── Raw data

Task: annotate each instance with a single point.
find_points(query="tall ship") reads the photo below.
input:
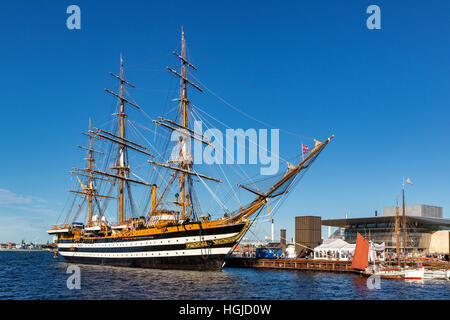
(170, 229)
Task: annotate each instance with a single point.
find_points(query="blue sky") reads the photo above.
(312, 68)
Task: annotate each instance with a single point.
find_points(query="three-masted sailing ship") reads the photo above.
(169, 234)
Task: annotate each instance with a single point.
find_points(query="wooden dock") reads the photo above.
(307, 264)
(290, 264)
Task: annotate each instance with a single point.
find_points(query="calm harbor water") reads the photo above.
(36, 275)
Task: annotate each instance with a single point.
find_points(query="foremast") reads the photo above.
(90, 191)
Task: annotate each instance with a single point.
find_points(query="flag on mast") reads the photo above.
(304, 149)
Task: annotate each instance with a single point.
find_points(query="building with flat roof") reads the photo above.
(422, 225)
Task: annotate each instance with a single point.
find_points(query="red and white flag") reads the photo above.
(304, 149)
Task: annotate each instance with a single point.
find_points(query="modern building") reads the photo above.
(426, 229)
(308, 234)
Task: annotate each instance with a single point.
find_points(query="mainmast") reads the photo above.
(91, 174)
(121, 165)
(397, 234)
(185, 199)
(404, 221)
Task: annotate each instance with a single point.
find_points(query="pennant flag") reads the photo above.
(304, 149)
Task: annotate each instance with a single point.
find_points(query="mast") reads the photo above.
(121, 165)
(184, 123)
(397, 235)
(404, 221)
(91, 175)
(185, 198)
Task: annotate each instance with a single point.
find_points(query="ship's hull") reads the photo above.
(184, 249)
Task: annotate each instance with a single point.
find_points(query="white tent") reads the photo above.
(333, 249)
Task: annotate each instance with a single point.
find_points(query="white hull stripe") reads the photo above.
(125, 244)
(154, 254)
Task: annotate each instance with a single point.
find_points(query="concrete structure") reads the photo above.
(422, 230)
(439, 242)
(308, 234)
(418, 210)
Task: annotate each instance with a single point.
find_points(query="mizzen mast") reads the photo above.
(185, 165)
(121, 166)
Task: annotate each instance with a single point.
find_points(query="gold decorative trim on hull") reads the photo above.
(205, 244)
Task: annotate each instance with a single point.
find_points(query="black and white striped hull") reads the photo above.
(166, 251)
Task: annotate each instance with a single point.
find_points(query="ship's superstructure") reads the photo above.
(169, 234)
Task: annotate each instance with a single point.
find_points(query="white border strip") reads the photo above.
(149, 254)
(122, 244)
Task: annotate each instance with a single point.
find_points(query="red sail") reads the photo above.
(361, 256)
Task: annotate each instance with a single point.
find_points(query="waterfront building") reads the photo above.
(427, 231)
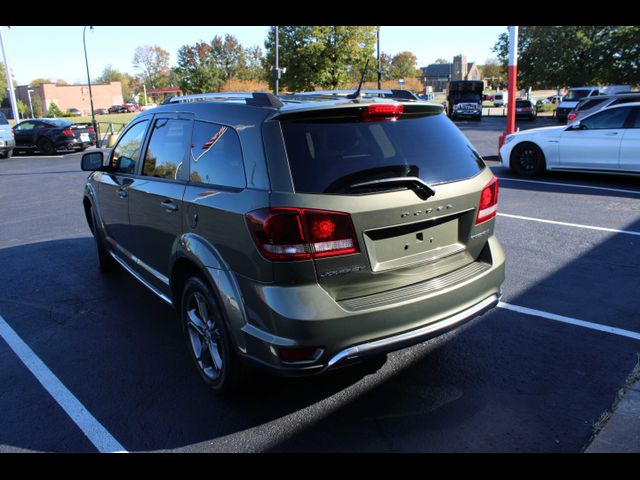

────

What to work on
Locate every line in the data above that contains the word "hull", and copy each of those lines.

Response
find_points(query="ship's hull") reads the photo above.
find_points(query="white hull stripe") reads the photo above.
find_points(query="gold decorative trim on hull") reads the photo above.
find_points(query="black and white striped hull") reads the photo above.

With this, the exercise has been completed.